- _Extrait présenté_
☆ ☆ ☆ ☆ ☆ ☆ ☆

La question est de savoir si l’approche du Royaume-Uni est la plus sûre. Plus de trois semaines après l’Union européenne les autorités britanniques se sont mises à analyser les données de Pfizer/BioNTech. Jusqu’au moment de l’approbation, ils n’avaient pas encore étudié toutes les données disponibles. D’après Guido Rasi, l’ancien président de l’Agence des médicaments, les Britanniques prennent un risque. « On s’attendrait à un solide contrôle de toutes les données disponibles, mais le gouvernement britannique ne l’a pas fait pour pouvoir prétendre qu’ils étaient avant l’Union européenne », dit-il à la radio italienne.

La Belgique

Notre pays participe à un achat commun européen de vaccin auquel le Royaume-Uni ne souhaitait pas prendre part. Grâce à l’économie d’échelle, l’Union européenne souhaite obtenir des contrats plus favorables avec les producteurs. Cet achat commun prévoit que les états membres placent les commandes au même moment en fonction de leur nombre d’habitants. C’est cependant aux états membres de convenir d’un moment pour les livraisons en accord avec les producteurs. Pour la Belgique, ce moment est prévu le 5 janvier, (on s’attend à ce que l’AEM donne sa bénédiction fin décembre).

En outre, faire cavalier seul fragmenterait l’Union européenne. Si les Pays-Bas, par exemple, vaccinaient plus et assouplissaient plus rapidement que la Belgique, il y aurait au sein de l’UE à nouveau un patchwork de mesures où le risque de contamination diffère fortement d’un pays à l’autre. C’est pourquoi les états membres ont plus ou moins décidé de se montrer solidaires afin de protéger le fonctionnement du marché interne.

Le Royaume-Uni défend sa rapidité à autoriser le vaccin de Pfizer/BioNTech

« Aucun vaccin ne serait autorisé au Royaume-Uni s’il ne respectait pas les normes de sécurité, de qualité et d’efficacité », a déclaré dans un communiqué l’Agence indépendante de réglementation des médicaments et des produits de santé (MHRA).

« Tout vaccin fait l’objet de solides essais cliniques conformes aux normes internationales », a-t-elle ajouté.

☆ ☆ ☆ ☆ ☆ ☆ ☆

- _Les données_
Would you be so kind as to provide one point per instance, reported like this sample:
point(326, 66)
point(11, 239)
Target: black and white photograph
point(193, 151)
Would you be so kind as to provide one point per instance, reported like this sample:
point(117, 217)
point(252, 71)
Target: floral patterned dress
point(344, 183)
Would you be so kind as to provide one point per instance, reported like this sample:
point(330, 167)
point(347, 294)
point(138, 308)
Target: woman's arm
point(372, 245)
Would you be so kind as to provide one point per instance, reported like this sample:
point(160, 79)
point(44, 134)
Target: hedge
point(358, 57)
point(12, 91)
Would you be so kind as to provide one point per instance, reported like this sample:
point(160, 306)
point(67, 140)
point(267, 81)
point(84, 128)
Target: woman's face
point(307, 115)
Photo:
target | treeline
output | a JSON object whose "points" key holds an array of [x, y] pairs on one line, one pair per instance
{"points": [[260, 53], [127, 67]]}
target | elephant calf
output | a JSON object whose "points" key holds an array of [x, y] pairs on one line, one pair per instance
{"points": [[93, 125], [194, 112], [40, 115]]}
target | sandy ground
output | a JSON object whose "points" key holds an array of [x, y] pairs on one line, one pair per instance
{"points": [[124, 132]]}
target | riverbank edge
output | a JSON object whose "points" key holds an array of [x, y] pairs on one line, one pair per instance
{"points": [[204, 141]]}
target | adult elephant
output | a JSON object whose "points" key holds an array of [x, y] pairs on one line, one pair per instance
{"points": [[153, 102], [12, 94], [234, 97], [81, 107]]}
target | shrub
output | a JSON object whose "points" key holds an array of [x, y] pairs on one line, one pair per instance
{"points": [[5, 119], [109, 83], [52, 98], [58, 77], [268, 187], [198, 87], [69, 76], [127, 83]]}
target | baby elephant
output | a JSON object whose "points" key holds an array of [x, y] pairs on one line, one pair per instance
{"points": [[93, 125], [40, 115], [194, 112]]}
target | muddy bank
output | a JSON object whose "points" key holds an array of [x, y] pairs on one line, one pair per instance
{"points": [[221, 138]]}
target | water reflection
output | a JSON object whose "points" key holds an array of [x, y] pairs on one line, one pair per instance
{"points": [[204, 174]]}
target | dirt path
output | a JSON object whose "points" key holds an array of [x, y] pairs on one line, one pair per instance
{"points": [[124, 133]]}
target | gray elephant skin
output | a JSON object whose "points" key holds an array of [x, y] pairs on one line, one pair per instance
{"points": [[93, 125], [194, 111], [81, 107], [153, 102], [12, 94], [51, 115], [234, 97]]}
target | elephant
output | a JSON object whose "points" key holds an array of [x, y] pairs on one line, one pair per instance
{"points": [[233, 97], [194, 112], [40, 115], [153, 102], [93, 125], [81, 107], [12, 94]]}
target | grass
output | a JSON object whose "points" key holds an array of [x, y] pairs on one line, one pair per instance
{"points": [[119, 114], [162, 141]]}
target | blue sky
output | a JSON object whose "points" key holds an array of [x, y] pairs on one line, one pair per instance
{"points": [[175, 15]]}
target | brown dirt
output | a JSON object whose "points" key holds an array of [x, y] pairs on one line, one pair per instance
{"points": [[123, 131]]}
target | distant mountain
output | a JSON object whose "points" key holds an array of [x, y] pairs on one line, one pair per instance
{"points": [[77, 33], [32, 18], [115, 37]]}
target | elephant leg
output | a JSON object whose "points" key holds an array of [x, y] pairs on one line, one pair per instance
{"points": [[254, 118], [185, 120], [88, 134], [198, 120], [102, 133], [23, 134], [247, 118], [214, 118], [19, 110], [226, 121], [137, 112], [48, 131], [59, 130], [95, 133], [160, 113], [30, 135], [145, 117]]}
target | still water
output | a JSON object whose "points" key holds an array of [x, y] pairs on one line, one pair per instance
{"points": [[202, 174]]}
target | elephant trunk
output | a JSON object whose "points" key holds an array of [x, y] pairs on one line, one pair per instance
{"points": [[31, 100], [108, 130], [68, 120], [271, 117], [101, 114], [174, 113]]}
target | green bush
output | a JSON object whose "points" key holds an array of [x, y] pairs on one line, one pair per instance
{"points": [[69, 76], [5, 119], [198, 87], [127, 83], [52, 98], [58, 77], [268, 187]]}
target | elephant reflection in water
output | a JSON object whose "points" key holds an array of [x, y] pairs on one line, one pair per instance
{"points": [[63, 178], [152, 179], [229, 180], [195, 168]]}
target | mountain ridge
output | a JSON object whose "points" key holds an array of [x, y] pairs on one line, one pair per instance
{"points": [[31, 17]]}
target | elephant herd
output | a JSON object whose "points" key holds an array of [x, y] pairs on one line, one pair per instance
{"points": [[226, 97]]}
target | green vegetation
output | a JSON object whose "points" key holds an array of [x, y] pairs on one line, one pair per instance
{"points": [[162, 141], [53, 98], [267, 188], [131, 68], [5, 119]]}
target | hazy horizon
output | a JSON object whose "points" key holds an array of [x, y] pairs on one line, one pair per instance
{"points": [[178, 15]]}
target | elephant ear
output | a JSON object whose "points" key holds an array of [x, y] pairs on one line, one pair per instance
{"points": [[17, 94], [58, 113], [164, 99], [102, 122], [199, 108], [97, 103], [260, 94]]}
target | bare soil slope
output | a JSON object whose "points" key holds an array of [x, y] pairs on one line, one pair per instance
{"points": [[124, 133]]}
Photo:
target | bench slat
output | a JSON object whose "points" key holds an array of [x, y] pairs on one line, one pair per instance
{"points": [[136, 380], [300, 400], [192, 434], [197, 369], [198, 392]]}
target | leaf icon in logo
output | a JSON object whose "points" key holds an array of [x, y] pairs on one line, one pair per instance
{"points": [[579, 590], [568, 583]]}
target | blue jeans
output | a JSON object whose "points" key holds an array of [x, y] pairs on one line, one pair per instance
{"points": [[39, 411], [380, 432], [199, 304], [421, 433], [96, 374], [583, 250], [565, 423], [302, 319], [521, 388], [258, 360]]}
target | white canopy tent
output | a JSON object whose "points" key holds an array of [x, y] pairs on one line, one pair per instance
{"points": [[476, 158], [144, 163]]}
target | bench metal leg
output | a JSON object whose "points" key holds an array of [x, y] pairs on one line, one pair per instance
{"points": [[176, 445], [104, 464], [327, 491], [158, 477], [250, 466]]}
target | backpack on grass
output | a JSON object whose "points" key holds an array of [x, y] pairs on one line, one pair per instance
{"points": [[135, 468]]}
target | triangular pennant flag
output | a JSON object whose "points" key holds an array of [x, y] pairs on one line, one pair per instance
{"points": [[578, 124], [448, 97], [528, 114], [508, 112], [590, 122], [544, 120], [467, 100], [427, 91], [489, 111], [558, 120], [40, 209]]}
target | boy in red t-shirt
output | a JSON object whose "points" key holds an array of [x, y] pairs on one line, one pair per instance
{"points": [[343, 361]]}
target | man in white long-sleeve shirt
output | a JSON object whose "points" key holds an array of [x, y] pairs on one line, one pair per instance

☆ ☆ ☆ ☆ ☆ ☆ ☆

- _Questions d'étude_
1. D'après l'extrait sur le vaccin de Pfizer/BioNTech, à quelle date les livraisons sont-elles prévues pour la Belgique ?
2. Les affirmations suivantes sont-elles conformes à l'extrait sur le vaccin de Pfizer/BioNTech ? Répondez par oui ou par non à chacune en citant les mots décisifs du texte.
(a) Le Royaume-Uni participe à l'achat commun européen de vaccin.
(b) Dans l'achat commun, les états membres commandent en fonction de leur nombre d'habitants.
(c) Guido Rasi est l'actuel président de l'Agence des médicaments.
Vous pouvez vous passer des données.

- _Corrigé_
1. Le 5 janvier.

2.
(a) Non : « auquel le Royaume-Uni ne souhaitait pas prendre part ».
(b) Oui : « placent les commandes au même moment en fonction de leur nombre d’habitants ».
(c) Non : « l’ancien président de l’Agence des médicaments ».